* TEXT:

◇ ◇ ◇ ◇ ◇ ◇ ◇

Pattern matching part 2

Intro to Unison datatypes and pattern matching

We've been applying pattern matching to literal values at this point. But pattern matching is frequently done on more complicated types, where we can use the cases of the pattern to decompose the data type into its constituent parts. Here we'll talk about Unison data types in the context of pattern matching.

Your first Unison data type

Let's take a look at a pre-made data type, Either. Either is used to represent situations in which a value can be one type or another.

In Unison, Either is defined in the base library like this (we'll break down what these parts mean shortly):

structural type Either a b
structural type Either a b
  = lib.base.Either.Right b
  | lib.base.Either.Left a

The keyword type indicates that we're looking at a type definition, as opposed to a term definition. Unison types are given a modifier of structural or unique—structural here means that types which share Either's structure are treated as identical to Either and therefore are interchangeable in Unison code, even if they're given a different name. Either is the name we've given to our type, and the two letters a and b are type parameters.

Type parameters in Unison are lowercase by convention. For example:

You can think of a and b as placeholders which represent any type. When we construct a value of type Either, we "fill in" the placeholder.

On the right hand side of the equals are the data constructors of the type. We use data constructors to create a value of the type being described, so to create an Either we have two options: Either.Left or Either.Right. They're separated by pipes |. When you see the pipe think "or."

In summary: you can read the line
structural type Either a b
structural type Either a b
  = lib.base.Either.Right b
  | lib.base.Either.Left a
as Either is a Either.Left containing an a or a Either.Right containing a b. Unison data types are often composed by slotting other Unison types into one data constructor or another. Sometimes those types are not specified, like for a and b in Either, and sometimes they're pinned down to a concrete type.

We'll return to explore more in-depth about data types later.

Decomposing data types with pattern matching

With our whirlwind intro to the parts of a data type behind us, we'll return to how to pattern match on the different data constructors of a given type.

Let's say we wanted a function to tell us which utensils should be paired with a lunch order. We'll use the following types:

Our function should take in a type Lunch as an argument and return a List of type Utensil. We know that there are only three ways to make a value of type Lunch, so we match on the data constructor name followed by the number of fields that the constructor contains.

◇ ◇ ◇ ◇ ◇ ◇ ◇

* RAW RECORDS:
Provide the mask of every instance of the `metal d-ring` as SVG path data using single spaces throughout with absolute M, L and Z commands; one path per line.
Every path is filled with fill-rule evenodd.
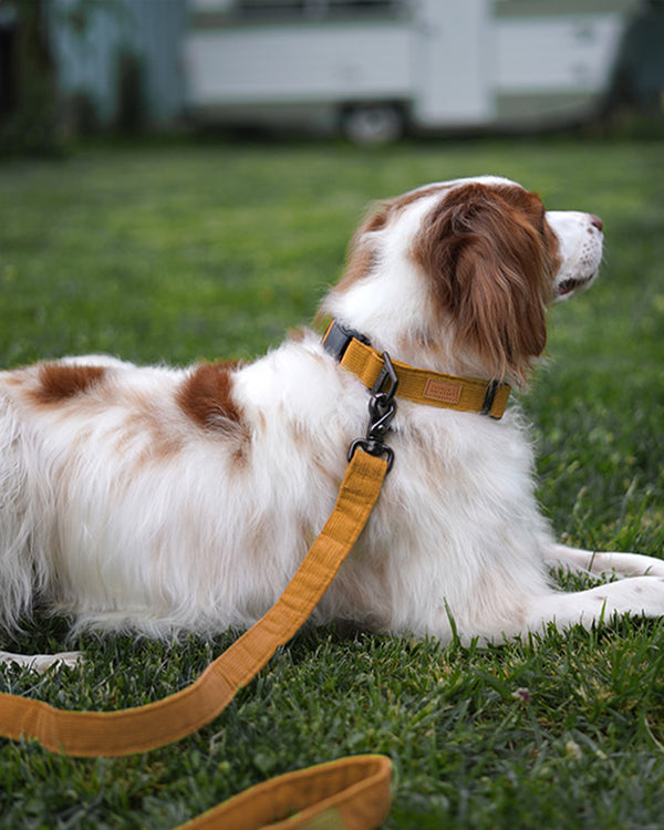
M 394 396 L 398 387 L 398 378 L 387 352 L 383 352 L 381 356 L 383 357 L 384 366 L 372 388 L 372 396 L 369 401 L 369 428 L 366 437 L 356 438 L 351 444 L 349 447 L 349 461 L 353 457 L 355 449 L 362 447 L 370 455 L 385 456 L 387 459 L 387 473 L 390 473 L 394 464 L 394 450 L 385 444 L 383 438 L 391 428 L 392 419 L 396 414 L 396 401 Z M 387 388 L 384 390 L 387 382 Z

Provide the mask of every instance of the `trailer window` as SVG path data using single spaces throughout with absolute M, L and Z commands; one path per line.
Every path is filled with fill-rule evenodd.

◇ ◇ ◇ ◇ ◇ ◇ ◇

* DO THIS: Reproduce verbatim the passage of the Unison data types text above that begins with the words "Decomposing data types" and stops after the words "a given type.".

* WORKED ANSWER:
Decomposing data types with pattern matching

With our whirlwind intro to the parts of a data type behind us, we'll return to how to pattern match on the different data constructors of a given type.